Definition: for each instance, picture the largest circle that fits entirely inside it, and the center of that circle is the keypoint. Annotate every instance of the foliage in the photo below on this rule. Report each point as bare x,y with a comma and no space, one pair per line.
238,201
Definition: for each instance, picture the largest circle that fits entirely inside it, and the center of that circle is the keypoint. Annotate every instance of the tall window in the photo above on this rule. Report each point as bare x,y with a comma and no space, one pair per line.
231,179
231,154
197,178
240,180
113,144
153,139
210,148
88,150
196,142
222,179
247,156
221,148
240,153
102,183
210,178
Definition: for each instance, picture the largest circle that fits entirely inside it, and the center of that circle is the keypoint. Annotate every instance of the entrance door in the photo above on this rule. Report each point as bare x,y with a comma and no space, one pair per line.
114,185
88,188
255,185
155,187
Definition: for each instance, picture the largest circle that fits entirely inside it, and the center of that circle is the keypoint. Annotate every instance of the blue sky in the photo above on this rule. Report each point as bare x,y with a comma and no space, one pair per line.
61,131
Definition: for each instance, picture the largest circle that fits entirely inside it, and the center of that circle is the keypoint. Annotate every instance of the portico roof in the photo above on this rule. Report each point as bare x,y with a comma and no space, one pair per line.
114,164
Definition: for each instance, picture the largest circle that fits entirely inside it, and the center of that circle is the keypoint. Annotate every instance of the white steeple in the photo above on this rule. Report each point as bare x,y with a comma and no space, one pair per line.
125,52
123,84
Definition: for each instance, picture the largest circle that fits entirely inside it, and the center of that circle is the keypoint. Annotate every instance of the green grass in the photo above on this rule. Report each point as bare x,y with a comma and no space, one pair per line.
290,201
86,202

*****

May I have the entries returned exactly, with every line in place?

Definition: for each instance, picture the largest circle that fits entirely inside it, and the center of that circle is the keypoint. Annotate every instance of the foliage in the photo below on this rule. Report each point as bare x,y with a comma and no space, one pair per line.
238,201
Definition: for each instance, picture the largest circle that fits entirely inside it, and the center of that circle is the keypoint. Annotate every instance of the tall window in the photo above on this rule. Report each point as bare x,y with a comma and no space, one pair per line.
231,179
231,154
197,178
240,180
113,144
153,139
210,148
88,150
196,142
222,179
247,156
221,148
240,153
102,183
210,178
Definition: for each instance, picture the largest circle that fits entirely inside it, and the center of that circle is the keypoint. Annotate every instance of the entrance door in the photo above on this rule. Report each point as bare x,y with a comma and no space, one pair per line.
114,185
88,188
255,185
155,187
Definition: for each instance, picture the largest circle that fits entirely inside it, and the center of that circle is the keypoint. Annotate every instance of the blue sky in the photo above on this rule. Report each point as bare x,y with a comma and no space, one pair per line.
61,131
Definition: for each instance, picture the largest circle that fits entirely inside it, and the center of that circle is the keypoint. Annotate every instance of the portico roof in the photo above on this rule. Report each point as bare x,y with a comma and no space, one pair per line.
114,164
Definition: for each instance, picture the largest circle that fits entirely inside it, and the center of that circle is the keypoint. Annotate every instance of the white steeple in the photo above on this rule. Report each point as bare x,y with a comma and no space, one pair per line.
125,52
123,84
Definition: for each instance, picture the largest circle that fits entirely inside it, and the center of that circle is the keypoint. Annotate every instance of the green grass in the photo above on this rule. Report each point as bare x,y with a comma and no space, one pair per line.
290,201
86,202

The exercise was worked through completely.